= Beginning of Section =

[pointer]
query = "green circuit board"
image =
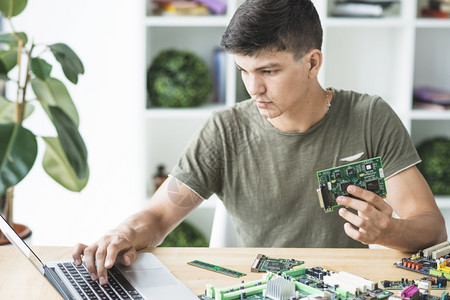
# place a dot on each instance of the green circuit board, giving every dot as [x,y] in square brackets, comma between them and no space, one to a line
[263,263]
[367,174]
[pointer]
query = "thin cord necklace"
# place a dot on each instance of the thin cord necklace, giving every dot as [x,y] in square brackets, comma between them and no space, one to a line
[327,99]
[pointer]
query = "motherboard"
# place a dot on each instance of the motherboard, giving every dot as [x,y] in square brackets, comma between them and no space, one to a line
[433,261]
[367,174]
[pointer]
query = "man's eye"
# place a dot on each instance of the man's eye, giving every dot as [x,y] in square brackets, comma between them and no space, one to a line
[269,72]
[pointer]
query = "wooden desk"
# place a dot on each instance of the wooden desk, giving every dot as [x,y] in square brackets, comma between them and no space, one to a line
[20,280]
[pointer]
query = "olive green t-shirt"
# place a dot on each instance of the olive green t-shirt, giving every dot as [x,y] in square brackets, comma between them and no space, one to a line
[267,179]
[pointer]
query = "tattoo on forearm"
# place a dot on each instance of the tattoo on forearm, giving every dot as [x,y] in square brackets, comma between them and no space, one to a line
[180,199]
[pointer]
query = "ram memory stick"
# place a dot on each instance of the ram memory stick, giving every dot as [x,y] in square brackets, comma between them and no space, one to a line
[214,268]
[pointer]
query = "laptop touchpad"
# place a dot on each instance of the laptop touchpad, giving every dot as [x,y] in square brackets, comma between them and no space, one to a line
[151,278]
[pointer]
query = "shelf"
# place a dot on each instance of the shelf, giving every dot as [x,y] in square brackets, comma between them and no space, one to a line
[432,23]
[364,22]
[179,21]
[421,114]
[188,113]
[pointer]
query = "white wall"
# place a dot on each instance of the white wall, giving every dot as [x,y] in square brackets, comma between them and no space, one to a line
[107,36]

= End of Section =

EXERCISE BRIEF - Every entry above should be printed again exactly, except for the pictures.

RESULT -
[pointer]
query = "green circuit board"
image =
# place a dot on each instance of the green circuit board, giving every dot as [x,y] in square brackets, comma between them and no space, one to a line
[263,263]
[367,174]
[pointer]
query = "thin cord necklace"
# place a dot on each instance of the thin cord necklace, giving every dot as [x,y] in square brackets, comma between them and no space, one to a line
[327,99]
[pointer]
query = "motherboard"
# place a dot on each instance of the motherboard, giving every dot as [x,y] in square brackets, comma between them and no space, one to a line
[433,261]
[367,174]
[pointer]
query = "man's eye"
# place a dot on each instance of the man's eye, giving every dot as [x,y] in square brackets, comma between them and no space, one to a line
[269,72]
[pointer]
query = "wooden desk"
# place a dot on each instance of the wooden desk, giving every dot as [x,y] in square brackets, comma between them and no space, one to a line
[20,280]
[pointer]
query = "olive green t-shirt"
# place a dot on each instance of the olive green t-shirt, giving every dot as [x,y] in square brackets, comma between them and no space, one to a line
[267,179]
[pointer]
query = "tattoo on forearm"
# place a dot on each instance of the tattoo on forearm, giving every dot as [x,y] in square brackets, comma between them and no space, one to a line
[180,199]
[pointer]
query = "ram memory stick"
# place a dot on each instance of the ram memory stick, giving every dot as [x,y] in square brackets, comma between them and no space, one to a line
[214,268]
[pointer]
query = "laptop touchpad"
# place a dot on each instance of the laptop touchpad, giving every dot as [x,y] in square brackets, comma between them and no space, one to a line
[151,278]
[pointer]
query = "shelf"
# place a dot on each instance of the shelf, giving every dot as [x,y] in square brackets, comma between them and no space, one to a line
[432,23]
[364,22]
[179,21]
[421,114]
[188,113]
[pointer]
query = "white wall"
# place a dot on each instance of the white wall, giving every dot as [x,y] in square brackets, comma between them and no space, one to a line
[107,36]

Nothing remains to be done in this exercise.